Return every entry exactly as written.

▬▬▬▬▬▬

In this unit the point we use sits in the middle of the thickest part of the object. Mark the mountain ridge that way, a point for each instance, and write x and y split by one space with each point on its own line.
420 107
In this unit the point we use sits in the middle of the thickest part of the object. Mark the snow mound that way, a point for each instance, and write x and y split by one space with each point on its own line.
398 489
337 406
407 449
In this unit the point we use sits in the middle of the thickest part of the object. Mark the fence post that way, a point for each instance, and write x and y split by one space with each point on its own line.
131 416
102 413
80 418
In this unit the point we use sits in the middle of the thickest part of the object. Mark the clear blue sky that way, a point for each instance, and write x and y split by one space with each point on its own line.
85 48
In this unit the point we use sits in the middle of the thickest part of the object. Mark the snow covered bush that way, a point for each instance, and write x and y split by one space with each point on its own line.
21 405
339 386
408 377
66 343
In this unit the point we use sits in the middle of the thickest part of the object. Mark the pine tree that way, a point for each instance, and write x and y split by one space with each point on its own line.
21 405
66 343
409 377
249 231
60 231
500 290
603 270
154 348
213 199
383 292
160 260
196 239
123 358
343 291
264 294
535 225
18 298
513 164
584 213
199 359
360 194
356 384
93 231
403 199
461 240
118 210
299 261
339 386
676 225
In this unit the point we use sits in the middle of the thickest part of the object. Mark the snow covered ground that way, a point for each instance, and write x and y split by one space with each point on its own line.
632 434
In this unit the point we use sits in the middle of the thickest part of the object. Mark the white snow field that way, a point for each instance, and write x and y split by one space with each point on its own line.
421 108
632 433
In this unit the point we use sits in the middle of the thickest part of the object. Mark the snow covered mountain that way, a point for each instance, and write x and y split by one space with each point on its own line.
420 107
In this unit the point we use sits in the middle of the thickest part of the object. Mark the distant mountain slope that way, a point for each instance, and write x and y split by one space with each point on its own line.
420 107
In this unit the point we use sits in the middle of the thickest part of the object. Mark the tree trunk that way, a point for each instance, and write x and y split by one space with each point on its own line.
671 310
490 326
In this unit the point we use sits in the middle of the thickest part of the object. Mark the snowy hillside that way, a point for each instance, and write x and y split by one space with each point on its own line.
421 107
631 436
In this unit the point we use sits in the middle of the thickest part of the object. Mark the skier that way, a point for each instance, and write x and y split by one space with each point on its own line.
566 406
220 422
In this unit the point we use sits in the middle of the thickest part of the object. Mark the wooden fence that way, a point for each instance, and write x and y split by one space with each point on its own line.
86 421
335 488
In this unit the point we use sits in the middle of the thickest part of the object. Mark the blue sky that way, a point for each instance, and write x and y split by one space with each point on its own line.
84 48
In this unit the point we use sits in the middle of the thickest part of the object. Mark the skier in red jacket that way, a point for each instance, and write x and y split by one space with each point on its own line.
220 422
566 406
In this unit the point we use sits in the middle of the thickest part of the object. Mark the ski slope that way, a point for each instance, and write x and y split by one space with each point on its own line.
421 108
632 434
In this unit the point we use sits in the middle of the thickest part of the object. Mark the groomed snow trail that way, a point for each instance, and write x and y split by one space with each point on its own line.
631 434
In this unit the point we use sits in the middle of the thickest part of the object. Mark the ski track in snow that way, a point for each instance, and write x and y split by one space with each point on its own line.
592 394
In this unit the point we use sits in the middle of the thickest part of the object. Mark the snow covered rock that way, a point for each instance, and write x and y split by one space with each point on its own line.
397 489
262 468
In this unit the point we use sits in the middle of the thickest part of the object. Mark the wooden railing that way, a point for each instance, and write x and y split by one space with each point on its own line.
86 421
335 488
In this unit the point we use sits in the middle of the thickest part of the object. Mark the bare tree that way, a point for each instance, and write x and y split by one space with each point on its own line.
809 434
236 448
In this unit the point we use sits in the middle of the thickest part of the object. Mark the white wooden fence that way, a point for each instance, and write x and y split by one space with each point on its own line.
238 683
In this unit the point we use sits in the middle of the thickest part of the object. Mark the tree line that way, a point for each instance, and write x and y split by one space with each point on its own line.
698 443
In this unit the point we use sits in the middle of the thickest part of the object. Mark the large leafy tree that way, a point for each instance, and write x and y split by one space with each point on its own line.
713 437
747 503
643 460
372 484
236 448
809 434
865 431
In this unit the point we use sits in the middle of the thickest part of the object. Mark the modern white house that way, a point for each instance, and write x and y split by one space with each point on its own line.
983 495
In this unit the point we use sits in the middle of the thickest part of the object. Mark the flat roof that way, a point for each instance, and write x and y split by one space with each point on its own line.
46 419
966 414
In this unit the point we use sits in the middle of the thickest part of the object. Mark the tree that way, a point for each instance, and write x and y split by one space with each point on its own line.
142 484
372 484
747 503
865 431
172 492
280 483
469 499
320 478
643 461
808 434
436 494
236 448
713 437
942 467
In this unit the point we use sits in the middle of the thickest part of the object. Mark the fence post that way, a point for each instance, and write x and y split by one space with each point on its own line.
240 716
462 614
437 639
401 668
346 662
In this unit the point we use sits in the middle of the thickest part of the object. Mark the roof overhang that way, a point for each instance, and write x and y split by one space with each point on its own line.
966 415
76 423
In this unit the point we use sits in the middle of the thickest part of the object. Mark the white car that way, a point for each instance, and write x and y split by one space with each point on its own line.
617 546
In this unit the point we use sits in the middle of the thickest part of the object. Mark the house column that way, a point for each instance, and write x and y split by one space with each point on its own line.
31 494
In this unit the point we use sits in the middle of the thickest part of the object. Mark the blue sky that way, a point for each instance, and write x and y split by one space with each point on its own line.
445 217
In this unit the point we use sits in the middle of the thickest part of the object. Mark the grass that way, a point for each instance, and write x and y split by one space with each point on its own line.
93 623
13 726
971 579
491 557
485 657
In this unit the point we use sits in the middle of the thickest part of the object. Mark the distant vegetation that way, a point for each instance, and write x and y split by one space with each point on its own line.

▬▬▬▬▬▬

### RESULT BELOW:
In this unit the point we use sits in the middle of the thickest part of the object. Mark the mountain ridge that way, a point for each instance, and write x and y split by one space with each point on its own line.
420 107
In this unit the point we use sits in the middle of the thickest part of the object. Mark the snow mound that way, a point for each instance, and write x and y split by one space with each point on its own line.
398 489
337 406
407 449
In this unit the point we use sits in the middle of the thickest part of the object. Mark the fence post that way, a point for each instance, and write x and y split by one space with each point on its own line.
131 416
102 413
80 418
In this unit the point we use sits in the middle of the thickest part of the object. Mark the clear blue sky that way, a point for each instance, and write x and y split by one space with each point on its own line.
85 48
In this unit the point we use sits in the middle of the thickest part of the object. Mark the snow covered bush that way, a point for each instance, and write x and y split by one space with each point on its own line.
21 405
339 386
408 377
66 343
In this unit the point we use sits in the middle of the thickest part of the object. Mark the pine tree that way, a point for each instance, and write x and y split by one space with each point on its own line.
21 405
66 343
409 377
249 231
60 231
500 290
603 270
154 348
213 199
383 292
160 260
196 239
123 358
343 291
264 294
535 225
18 298
513 164
584 213
199 359
360 194
356 384
93 231
403 199
461 240
118 210
299 261
339 386
676 225
In this unit the point we use sits in the middle of the thickest part of the object. Mark the snow covered ground that way, a point for each instance, and write x and y split by one space with each point on its own line.
632 434
In this unit the point we use sits in the middle of the thickest part of the object. Mark the white snow field that way, a point for each instance, and write x and y split by one space with each point on its own line.
421 108
632 433
In this unit the point we use sits in the middle of the thickest part of the object. Mark the snow covered mountain that way, a point for each instance, and write x and y split by one space with each point on its own line.
420 107
In this unit the point we use sits in the middle of the thickest part of the object. Mark the distant mountain slope that way, a point for each instance, and write x and y split by one space with each point on its own line.
420 107
In this unit the point we use sits in the middle of the thickest part of the object. Mark the tree trunk that way, a point for each instance, and write x and y split by one space with each point on its own line.
671 310
490 326
In this unit the point we use sits in the middle of the thickest part of the object. Mark the snowy hillside that way, a point for each instance, and write x and y split by one space with each point on its own line.
421 107
631 436
In this unit the point we use sits in the middle of the thickest part of the object. Mark the skier that way, a point for each instance, and write x and y split by one space with each point on its own line.
566 406
220 422
In this unit the point we use sits in the middle of the thickest part of the object. Mark the wooden fence that way, a point for each instance, and write x and y split by one space with each point on its own line.
86 421
335 488
In this unit the point we use sits in the middle of the thickest part of the object. Mark the blue sky that way, a point for each instance, and write x and y split by one space with each point on its own line.
84 48
In this unit the point we use sits in the middle of the thickest part of the object. Mark the skier in red jacket that way, a point for each instance, and write x and y split by one space with each point on its own line.
220 422
566 406
In this unit the point we use sits in the middle of the thickest part of the object. Mark the ski slope that way, a point for each instance, and write x and y split by one space with each point on its own line.
421 108
632 434
In this unit the point we use sits in the middle of the thickest part of the object. Mark the groomed snow trail that way, a point for each instance, and write x and y split by one space with each point on its own line.
631 434
In this unit the point we use sits in the middle of the thickest part of the object. Mark the ski track in snow that way, a point for each instance, and write x and y split by one space with each point on its own line.
592 394
In this unit the point we use sits in the middle of the thickest part of the object. Mark the snow covered rock that way, a point for each instance, and write x and y split by one space with each point on its own line.
397 489
262 468
In this unit the point we use sits in the middle of the thickest part of the object. Mark the wooden railing that way, a point for each instance, and write x and y split by one space with each point on its own line.
86 421
335 488
In this unit the point we use sits in the middle of the thickest part of the object. Mark the bare tree that way, a point for each instance, and write x and y split by one space with each point on its own line.
809 434
236 448
In this unit the point we use sits in the middle of the thickest part of the object. Mark the white wooden fence that way, a point for each instance, and write x and y split by one space with each point on its own line.
238 683
In this unit the point we use sits in the middle of the thickest part of the object. Mark the tree line that way, a point for each instance, and write x and y split by one space with each point on its own line.
698 443
In this unit the point we use sits in the middle of the thickest part of the object. Mark the large leafy tree that way, a point for each instance, and write x and y split by one space with each point on its own line.
713 437
747 503
643 460
372 484
236 448
809 434
865 431
In this unit the point we use sits in the middle of the thickest part of the object. Mark the modern white house that way, a point for each instance, and write x and y split by one space with each point on its own line.
983 495
In this unit the point we use sits in the middle of the thickest part of the object. Mark the flat roof that way, a point for each instance, and write x and y split by one space with each point on its own line.
46 419
966 414
In this unit the point we use sits in the middle of the thickest part of the object. Mark the tree that way, a point for each instance, and write x and y split by one space with each point on its own line.
142 484
372 484
747 503
865 431
172 492
280 483
469 499
320 478
643 461
808 434
436 494
236 448
713 437
942 467
In this unit the point we use sits in the middle of the thickest part of the object. Mark the fence post that way, a point for each instance, and write x and y split by one space with each point on its own line.
240 716
462 614
437 639
401 668
346 662
In this unit the point we use sits in the middle of the thickest part of the object. Mark the roof overhang that way, a point for each instance, and write x and y split by one space with each point on its own line.
966 415
76 423
In this unit the point we use sits in the middle of the thickest part of the object. Mark the white car that way, a point for each instance, and write x and y split by one space with each point on its own line.
617 546
In this unit the point we use sits in the middle of the thickest part of the object. Mark the house column that way, a point for each instance, and write x and y split by one space with each point on its own line.
31 494
In this unit the point we use sits in the middle of the thickest part of the object. Mark the blue sky that way, a point for each instance, and write x and y split by one space with each point on its own line.
445 217
In this unit the point we use sits in the middle of the thickest part of the object. Mark the grass that way, a point for each instance, and write x and y split by one space with each point on its own line.
93 623
13 726
971 579
491 557
485 657
In this unit the point we use sits in the middle of the thickest part of the object. Mark the distant vegetation that way, a point for each instance, and write x and y split by one space with each point on its own line.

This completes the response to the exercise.